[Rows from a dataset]
%%
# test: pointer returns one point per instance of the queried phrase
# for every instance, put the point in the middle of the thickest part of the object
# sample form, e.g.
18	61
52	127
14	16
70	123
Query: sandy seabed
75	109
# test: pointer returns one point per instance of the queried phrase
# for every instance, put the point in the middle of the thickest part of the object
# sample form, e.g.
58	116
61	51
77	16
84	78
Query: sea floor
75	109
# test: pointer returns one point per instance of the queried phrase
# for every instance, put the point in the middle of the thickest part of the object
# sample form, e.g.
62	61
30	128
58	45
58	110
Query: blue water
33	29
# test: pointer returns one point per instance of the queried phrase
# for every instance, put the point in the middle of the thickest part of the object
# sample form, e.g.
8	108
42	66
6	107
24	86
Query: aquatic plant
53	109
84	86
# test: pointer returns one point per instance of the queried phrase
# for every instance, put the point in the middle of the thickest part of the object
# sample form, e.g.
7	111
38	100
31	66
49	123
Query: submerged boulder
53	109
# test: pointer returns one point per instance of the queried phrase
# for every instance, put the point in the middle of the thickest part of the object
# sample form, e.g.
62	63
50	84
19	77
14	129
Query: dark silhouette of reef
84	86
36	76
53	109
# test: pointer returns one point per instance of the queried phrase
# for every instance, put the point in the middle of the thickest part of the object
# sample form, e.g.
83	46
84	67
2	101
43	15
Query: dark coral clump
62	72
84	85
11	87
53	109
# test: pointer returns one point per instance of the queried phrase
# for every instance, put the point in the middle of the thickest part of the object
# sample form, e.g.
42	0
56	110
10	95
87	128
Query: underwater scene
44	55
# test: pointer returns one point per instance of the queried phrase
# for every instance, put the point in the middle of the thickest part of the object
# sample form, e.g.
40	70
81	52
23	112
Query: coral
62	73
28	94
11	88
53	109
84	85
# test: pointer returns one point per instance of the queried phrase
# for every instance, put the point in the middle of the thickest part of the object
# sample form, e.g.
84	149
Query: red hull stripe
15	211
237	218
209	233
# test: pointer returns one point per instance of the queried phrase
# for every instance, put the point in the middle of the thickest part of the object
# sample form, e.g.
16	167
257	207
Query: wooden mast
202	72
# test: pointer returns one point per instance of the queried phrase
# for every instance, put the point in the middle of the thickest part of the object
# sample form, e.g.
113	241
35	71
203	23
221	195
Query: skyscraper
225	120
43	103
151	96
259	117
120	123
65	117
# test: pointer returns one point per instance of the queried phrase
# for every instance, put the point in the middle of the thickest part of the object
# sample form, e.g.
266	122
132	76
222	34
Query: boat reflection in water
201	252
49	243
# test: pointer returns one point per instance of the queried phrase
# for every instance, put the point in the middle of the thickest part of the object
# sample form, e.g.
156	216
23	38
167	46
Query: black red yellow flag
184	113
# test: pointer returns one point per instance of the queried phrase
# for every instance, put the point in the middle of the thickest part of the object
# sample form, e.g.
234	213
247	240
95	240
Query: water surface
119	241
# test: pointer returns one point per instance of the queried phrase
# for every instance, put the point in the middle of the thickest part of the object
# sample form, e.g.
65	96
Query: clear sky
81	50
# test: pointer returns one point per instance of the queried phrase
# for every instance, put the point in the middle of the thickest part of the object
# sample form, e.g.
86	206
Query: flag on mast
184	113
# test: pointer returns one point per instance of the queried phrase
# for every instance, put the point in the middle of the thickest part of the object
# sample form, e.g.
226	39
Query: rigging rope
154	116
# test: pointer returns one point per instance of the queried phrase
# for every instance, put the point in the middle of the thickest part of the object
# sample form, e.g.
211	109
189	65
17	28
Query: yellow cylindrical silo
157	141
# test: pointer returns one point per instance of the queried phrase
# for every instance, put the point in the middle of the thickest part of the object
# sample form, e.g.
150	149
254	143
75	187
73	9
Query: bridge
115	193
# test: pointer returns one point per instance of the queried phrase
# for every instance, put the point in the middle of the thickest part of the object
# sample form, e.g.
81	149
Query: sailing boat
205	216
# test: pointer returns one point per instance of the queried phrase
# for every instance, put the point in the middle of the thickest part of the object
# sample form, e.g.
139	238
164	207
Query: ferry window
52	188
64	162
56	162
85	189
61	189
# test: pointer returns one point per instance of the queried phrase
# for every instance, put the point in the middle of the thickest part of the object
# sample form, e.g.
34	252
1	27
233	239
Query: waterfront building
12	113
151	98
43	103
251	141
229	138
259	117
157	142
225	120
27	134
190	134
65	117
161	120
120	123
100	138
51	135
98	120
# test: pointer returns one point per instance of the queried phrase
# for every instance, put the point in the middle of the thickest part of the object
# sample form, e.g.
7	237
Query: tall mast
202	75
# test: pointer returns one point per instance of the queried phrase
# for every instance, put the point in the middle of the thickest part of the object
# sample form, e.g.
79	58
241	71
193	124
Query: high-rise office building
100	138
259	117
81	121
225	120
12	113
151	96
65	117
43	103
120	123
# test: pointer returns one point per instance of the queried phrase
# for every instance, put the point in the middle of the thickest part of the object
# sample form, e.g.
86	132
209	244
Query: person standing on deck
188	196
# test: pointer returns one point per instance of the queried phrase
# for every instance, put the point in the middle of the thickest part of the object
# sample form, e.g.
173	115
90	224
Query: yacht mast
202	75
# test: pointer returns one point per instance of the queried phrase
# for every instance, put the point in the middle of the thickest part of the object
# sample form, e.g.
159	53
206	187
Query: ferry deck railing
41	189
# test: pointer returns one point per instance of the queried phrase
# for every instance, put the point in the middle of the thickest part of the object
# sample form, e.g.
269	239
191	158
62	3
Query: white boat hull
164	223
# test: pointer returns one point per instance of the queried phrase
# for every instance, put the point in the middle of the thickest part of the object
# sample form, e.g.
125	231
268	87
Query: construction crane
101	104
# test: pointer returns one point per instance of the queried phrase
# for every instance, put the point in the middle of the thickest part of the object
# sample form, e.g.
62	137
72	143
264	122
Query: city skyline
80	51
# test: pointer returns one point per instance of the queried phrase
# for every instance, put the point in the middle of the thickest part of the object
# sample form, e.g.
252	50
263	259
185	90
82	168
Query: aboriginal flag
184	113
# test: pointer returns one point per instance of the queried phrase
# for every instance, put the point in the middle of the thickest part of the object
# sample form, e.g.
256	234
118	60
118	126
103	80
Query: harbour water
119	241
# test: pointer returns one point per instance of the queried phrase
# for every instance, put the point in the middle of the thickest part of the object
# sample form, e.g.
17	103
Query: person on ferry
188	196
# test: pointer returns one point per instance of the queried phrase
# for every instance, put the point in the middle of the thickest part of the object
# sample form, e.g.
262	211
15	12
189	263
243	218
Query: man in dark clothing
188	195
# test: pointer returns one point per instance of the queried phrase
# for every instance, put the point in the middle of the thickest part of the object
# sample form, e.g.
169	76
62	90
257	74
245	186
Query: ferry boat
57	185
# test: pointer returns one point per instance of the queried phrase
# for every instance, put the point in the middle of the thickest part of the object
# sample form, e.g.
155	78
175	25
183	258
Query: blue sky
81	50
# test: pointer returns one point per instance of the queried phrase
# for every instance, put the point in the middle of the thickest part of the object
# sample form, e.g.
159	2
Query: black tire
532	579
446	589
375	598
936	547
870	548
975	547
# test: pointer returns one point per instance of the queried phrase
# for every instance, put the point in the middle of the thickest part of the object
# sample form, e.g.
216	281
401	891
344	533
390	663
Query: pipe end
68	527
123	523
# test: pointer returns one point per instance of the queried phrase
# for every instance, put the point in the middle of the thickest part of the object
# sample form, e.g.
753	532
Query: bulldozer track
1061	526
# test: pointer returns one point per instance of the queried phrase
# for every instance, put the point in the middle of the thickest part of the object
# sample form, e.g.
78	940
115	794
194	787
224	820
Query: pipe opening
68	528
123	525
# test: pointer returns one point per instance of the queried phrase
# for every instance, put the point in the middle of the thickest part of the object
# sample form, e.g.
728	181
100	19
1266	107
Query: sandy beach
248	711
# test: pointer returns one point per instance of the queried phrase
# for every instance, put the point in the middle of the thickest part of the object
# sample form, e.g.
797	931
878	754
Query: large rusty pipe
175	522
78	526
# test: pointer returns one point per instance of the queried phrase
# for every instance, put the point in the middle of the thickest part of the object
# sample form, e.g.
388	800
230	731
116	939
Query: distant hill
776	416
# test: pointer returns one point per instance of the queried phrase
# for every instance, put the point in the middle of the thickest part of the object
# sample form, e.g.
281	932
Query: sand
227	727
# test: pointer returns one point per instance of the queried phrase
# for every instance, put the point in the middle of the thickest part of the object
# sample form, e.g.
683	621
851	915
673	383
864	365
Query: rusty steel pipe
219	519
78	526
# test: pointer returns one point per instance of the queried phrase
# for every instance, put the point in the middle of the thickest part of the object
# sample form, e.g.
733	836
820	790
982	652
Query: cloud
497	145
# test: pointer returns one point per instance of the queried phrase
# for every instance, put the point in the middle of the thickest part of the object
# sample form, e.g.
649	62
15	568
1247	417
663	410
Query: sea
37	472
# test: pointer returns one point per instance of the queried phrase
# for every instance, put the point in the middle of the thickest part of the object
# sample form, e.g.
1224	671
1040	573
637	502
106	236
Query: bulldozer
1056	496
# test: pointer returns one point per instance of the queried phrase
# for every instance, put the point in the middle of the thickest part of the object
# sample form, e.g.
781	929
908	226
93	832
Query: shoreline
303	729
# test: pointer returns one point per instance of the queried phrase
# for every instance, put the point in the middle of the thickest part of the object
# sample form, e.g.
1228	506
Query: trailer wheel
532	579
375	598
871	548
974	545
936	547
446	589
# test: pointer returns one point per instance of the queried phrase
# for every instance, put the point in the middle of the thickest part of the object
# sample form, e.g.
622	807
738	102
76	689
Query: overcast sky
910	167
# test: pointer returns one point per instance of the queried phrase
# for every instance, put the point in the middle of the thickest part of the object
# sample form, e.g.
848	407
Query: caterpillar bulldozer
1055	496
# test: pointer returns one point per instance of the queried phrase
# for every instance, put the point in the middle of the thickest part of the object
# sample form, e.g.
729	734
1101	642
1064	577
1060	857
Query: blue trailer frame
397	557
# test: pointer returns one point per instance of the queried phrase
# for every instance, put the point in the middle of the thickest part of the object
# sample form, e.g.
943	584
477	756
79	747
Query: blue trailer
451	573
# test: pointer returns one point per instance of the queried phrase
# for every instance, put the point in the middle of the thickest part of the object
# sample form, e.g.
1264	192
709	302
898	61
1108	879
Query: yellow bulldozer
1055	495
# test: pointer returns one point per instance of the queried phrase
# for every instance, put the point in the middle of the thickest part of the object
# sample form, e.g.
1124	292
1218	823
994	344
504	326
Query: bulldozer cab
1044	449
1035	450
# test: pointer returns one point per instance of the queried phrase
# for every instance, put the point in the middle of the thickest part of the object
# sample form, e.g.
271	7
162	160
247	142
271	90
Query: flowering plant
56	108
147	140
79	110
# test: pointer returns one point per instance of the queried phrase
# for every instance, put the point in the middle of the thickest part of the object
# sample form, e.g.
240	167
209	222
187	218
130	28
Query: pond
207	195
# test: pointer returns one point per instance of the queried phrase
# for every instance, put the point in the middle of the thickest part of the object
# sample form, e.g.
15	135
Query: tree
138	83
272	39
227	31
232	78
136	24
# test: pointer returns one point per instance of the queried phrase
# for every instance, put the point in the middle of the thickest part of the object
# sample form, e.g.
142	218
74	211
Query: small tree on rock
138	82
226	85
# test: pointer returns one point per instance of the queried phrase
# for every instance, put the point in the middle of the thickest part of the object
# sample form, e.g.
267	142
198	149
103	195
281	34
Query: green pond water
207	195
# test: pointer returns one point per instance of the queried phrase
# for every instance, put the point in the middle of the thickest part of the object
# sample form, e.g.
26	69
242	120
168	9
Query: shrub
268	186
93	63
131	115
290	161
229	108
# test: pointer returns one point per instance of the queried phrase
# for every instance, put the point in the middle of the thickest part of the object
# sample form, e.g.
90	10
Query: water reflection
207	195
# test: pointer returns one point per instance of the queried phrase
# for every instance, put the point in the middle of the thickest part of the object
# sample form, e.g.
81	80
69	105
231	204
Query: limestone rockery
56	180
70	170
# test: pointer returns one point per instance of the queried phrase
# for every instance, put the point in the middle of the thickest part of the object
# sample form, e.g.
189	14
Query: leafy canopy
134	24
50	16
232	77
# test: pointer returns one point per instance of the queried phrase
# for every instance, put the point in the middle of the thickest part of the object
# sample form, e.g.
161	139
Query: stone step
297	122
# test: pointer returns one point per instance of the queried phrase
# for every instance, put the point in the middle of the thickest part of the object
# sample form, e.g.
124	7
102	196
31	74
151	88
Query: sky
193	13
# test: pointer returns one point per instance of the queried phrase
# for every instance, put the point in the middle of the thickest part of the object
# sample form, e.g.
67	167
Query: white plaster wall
%%
- **Set task**:
Please count how many lines in the rows above contain the string "blue", matching case exactly. Reply with the number alone.

- **Complete response**:
4